Extracted text:
______

Just a few years ago, Rep. Chris Stewart proposed to slaughter the wild horses, but Congress rejected this idea. The next move was the Incentive Adoption Program. That program was to gather, remove, and give the wild horses to the public for $1000, with a caveat to keep them for a year; then do with them what you want…even to put them in the slaughter pipeline.  The Bureau of Land Management (BLM) says that happens infrequently. Yet every day in the social media wild horses are advertised as being in kill pens aka auction yards, from the NW to the SE and from the NE to the SW…not just 1-2 horses but 10-20 on average with some projected to be 1000 to 2000 yearly. Kind-hearted souls wanting to rescue them from the kill pens are becoming exhausted, now out of funds to help purchase them.

Recently six, two year old wild horses were purchased from a kill pen in Colorado. They had had a long journey from Litchfield, CA or Fallon, NV to Brighton Springs, WY, to MT, and on to a fairground in the Dakotas where they were to become part of the Adoption Incentive Program.  There they were purchased by couples 4 each for $8000, or by singles 4 each for $4000. Some of the horses went to a couple who run the Bar S Rodeo Co. in ND. with the wife saying to an informant, the wild horses were used in the rodeo. One year later, after two virtual meetings, titled horses and $8000 in pocket, the wild horses were dumped in the Philip Auction Yard  in SD and driven to Fabrizius Auction Yard in CO. There they were purchased by a “kind-hearted soul” who found them at two years old, pregnant, with alopecia (hair loss likely due to stress), with lost or crooked tails, head shy, and flighty. The damage was done with movement now to try to repair them to trust a human.

______

Exercise data:
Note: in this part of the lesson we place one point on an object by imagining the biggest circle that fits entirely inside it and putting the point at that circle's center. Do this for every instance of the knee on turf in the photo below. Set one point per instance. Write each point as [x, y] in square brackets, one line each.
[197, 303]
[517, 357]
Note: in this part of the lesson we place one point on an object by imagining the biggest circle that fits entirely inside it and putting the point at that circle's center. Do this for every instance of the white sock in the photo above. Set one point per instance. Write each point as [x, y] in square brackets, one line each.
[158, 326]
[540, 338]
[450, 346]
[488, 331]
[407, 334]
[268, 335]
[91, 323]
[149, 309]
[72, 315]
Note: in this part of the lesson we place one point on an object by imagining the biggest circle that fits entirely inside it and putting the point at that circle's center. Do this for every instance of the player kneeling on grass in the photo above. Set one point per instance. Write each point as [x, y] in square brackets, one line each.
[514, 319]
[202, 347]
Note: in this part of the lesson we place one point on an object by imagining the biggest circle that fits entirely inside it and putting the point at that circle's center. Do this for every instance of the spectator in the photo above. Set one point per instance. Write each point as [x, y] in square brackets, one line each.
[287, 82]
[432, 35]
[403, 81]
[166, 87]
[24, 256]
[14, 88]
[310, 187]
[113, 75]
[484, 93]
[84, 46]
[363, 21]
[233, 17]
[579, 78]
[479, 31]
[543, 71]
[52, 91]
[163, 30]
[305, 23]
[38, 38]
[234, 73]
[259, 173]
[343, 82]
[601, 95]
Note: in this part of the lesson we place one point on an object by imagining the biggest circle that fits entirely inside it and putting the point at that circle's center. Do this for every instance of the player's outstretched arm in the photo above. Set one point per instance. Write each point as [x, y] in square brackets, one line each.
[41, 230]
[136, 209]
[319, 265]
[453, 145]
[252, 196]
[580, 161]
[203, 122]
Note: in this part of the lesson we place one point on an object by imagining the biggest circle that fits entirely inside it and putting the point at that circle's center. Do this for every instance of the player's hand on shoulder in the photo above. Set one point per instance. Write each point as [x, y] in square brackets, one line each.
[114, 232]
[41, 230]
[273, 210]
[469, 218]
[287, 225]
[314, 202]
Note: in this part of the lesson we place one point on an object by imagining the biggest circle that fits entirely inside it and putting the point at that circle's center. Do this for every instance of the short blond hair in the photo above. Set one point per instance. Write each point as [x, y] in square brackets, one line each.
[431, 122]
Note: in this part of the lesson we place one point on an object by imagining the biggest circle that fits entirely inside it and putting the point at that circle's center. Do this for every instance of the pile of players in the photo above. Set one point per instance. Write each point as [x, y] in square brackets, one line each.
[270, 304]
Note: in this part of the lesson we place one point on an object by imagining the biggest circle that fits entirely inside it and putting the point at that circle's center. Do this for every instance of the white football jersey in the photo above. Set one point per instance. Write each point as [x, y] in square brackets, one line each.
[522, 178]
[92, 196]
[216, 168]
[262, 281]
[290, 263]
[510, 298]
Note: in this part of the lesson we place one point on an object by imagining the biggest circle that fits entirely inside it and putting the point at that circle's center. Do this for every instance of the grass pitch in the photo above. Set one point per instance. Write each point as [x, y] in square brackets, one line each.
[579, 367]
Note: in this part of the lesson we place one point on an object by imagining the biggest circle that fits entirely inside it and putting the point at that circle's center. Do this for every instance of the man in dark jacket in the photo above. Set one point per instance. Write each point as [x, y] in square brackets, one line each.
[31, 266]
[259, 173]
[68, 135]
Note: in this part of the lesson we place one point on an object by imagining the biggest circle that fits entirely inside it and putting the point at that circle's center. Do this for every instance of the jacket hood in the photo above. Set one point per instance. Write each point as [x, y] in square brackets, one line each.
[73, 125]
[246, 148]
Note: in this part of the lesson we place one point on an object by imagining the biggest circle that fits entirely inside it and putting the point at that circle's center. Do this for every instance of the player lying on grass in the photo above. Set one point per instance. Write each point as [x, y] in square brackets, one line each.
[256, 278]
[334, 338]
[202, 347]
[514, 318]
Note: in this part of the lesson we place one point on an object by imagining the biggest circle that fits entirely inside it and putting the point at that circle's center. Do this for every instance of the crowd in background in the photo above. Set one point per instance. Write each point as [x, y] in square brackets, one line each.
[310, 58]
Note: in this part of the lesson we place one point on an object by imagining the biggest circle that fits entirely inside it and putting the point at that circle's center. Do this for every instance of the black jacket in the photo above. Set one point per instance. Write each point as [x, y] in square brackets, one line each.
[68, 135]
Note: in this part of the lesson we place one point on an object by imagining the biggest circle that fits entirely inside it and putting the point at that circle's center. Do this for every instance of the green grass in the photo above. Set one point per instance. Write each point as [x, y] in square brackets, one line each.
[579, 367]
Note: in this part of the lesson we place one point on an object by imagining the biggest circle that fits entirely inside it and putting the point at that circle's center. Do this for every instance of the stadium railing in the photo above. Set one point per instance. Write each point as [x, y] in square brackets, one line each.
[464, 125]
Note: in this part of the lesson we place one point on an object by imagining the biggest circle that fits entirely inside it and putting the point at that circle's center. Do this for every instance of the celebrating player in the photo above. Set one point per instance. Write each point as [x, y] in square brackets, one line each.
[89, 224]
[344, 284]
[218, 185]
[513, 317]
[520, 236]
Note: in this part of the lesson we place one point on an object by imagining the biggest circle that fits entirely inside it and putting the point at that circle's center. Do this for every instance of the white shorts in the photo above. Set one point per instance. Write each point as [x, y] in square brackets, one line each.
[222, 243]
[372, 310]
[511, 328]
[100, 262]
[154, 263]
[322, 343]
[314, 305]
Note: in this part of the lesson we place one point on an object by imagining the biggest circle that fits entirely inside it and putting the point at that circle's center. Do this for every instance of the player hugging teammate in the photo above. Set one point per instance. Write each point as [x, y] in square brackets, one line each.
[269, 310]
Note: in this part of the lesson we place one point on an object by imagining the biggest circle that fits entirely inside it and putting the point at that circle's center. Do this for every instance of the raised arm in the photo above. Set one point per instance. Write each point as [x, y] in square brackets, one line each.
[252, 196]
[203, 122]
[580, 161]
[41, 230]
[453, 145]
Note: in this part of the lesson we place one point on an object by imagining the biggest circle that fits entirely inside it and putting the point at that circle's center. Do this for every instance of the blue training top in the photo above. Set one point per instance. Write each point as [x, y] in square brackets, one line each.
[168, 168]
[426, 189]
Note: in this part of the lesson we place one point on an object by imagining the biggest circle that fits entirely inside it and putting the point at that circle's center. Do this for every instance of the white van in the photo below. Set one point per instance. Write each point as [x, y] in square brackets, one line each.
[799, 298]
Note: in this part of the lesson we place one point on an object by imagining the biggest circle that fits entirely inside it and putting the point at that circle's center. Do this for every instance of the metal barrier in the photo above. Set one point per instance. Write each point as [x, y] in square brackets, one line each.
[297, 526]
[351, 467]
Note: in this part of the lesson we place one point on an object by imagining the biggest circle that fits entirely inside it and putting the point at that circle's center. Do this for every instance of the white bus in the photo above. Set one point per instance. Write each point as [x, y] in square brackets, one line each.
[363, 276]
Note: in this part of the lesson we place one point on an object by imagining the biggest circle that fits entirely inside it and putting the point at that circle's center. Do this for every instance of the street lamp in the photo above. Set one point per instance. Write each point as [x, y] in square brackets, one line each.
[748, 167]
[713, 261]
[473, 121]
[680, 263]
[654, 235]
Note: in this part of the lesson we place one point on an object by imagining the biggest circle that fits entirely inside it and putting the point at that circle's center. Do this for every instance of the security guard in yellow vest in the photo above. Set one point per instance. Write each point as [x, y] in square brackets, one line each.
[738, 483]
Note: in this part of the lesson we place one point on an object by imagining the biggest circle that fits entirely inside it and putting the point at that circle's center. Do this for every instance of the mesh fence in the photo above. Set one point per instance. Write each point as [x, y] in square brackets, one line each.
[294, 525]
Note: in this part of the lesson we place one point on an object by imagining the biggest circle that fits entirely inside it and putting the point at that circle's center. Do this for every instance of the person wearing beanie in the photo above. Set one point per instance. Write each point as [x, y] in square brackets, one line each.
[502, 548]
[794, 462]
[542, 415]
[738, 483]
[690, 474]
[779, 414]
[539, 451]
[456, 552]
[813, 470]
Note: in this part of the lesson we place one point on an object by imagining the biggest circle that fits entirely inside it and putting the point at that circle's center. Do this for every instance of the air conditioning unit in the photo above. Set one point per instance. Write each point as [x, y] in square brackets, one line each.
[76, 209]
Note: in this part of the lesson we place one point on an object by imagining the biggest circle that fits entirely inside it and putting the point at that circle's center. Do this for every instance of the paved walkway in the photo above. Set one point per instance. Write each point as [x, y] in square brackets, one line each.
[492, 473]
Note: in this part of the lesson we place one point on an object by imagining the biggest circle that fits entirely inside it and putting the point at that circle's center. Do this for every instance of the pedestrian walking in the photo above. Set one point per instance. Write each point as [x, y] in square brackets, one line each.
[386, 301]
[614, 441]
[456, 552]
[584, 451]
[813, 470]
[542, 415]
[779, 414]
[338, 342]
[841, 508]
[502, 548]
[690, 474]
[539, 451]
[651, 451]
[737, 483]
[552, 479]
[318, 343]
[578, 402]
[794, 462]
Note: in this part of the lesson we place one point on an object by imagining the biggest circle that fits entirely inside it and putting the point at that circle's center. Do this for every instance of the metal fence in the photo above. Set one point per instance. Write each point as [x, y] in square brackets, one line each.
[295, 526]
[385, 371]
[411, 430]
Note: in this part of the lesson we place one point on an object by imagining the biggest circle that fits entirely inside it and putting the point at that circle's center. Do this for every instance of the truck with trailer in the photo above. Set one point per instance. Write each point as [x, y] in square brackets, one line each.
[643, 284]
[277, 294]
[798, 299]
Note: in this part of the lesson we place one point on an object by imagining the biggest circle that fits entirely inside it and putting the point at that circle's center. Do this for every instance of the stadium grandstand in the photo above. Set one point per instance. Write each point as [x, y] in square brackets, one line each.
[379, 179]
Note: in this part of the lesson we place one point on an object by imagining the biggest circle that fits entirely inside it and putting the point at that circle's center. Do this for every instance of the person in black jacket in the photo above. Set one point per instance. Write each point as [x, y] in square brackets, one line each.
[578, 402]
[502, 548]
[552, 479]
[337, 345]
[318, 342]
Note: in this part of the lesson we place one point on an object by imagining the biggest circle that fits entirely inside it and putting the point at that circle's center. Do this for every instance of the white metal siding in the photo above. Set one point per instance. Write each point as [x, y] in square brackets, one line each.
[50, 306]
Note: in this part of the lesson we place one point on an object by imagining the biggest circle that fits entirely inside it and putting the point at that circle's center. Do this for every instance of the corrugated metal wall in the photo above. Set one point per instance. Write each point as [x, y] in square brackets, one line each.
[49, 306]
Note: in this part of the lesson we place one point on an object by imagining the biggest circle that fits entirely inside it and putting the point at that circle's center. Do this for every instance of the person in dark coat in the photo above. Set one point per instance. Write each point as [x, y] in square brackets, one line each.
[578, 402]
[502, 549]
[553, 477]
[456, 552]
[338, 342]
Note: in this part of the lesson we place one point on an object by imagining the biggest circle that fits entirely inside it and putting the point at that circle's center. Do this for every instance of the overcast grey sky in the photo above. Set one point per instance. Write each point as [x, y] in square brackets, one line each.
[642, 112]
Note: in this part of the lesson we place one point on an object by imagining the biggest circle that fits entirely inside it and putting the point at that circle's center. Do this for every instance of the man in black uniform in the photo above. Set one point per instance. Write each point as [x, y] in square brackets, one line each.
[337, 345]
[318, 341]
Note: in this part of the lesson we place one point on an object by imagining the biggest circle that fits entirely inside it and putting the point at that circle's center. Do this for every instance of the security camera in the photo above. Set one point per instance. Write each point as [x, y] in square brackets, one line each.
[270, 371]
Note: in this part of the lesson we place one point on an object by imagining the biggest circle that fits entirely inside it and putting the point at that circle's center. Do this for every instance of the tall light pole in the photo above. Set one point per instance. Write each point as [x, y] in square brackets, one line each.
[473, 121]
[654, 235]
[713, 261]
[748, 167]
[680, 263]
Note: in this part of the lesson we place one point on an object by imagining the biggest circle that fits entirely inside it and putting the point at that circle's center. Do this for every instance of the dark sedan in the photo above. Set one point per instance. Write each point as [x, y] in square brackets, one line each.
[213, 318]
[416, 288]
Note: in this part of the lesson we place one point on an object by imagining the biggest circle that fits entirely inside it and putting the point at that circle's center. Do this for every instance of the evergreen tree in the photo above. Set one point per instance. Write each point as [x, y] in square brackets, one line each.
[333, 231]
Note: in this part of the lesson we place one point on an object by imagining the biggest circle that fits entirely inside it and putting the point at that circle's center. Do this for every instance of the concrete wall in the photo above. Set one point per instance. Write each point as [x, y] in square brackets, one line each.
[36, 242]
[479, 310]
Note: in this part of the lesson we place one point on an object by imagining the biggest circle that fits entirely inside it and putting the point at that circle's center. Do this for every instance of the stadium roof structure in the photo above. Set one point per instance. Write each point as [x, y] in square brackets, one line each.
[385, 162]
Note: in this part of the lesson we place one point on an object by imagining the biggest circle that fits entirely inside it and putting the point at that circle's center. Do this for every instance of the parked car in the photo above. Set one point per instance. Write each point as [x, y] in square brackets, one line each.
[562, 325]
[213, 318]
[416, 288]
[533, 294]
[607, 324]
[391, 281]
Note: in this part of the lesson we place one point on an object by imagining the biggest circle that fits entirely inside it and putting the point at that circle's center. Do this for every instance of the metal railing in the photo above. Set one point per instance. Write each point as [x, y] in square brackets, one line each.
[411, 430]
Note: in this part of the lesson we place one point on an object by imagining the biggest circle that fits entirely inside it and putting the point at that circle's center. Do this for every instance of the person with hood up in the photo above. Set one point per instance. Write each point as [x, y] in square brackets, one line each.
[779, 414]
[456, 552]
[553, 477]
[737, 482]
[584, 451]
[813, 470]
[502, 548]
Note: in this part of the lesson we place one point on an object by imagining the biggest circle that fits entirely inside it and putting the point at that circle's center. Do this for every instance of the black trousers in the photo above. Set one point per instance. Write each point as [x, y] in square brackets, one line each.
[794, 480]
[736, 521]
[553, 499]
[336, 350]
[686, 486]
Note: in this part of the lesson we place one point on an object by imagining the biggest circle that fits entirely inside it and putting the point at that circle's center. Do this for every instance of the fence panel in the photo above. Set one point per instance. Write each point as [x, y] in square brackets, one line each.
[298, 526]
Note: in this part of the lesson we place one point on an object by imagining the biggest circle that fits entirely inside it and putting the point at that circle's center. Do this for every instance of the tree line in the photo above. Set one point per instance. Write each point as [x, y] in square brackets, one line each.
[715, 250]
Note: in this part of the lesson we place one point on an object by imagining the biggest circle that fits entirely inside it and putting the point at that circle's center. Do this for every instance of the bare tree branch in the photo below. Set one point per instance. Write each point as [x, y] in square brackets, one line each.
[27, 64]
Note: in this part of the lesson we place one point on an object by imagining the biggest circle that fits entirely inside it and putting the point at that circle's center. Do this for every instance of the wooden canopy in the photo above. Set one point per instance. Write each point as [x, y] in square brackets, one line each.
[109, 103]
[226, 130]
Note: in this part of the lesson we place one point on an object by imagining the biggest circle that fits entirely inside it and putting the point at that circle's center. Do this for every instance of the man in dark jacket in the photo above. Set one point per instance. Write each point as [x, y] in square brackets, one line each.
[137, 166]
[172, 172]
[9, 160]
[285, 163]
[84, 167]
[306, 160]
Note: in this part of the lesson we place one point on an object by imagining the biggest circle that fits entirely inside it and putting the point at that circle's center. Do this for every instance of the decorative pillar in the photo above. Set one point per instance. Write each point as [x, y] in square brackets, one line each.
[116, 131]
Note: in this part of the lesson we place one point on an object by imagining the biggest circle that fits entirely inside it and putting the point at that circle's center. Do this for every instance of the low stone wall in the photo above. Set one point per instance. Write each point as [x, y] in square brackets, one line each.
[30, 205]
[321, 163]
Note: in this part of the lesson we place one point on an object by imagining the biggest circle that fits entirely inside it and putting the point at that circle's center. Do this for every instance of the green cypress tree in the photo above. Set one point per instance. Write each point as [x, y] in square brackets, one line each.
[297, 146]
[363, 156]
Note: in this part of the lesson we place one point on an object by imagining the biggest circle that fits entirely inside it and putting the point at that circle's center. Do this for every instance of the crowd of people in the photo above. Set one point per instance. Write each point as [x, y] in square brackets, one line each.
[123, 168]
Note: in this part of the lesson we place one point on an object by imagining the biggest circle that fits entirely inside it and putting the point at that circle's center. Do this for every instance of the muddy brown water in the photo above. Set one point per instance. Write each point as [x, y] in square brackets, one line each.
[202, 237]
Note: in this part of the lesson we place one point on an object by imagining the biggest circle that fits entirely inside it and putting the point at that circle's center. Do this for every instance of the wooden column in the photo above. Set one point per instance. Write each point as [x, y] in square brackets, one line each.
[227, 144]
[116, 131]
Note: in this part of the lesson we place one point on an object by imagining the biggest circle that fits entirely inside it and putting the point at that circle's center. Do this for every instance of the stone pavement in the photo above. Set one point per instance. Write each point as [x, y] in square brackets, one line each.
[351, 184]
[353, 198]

______

Instructions:
(a) Answer these questions from the text on the wild horses, one line each:
(i) For what price did the program give wild horses to the public?
(ii) What business did the couple who bought some of the horses run, and in which state?
(iii) In which state is the Philip Auction Yard?
(b) Continue the text on the wild horses from its last sentence.

Exercise responses:
(a)
(i) $1000
(ii) The Bar S Rodeo Co., in North Dakota
(iii) South Dakota

(b)
Cars, cars, cars, trailers lined up this past week to take young wild horses from Rock Springs in WY. Fill out an application, stamp “approved,” quickly take a horse , no time to assess them, done. With so many in kill pens now, it is likely many more through this seemingly  superficial program, will end up in kill pens as well or in isolating  pastures, or in filthy corrals. Yes, there are those who also will end up in good, safe homes. Yet this program appears to be a sneaky way to get rid of our American treasures with taxpayers footing the bill only to further brutalize the voiceless in our society. When does it stop? I would ask those of you who have taken these wild horses out of kill pens to look into their background, to write about it, to contact your lawmakers re: your findings, and to approach the BLM to refine or forget this insensitive, evildoing program.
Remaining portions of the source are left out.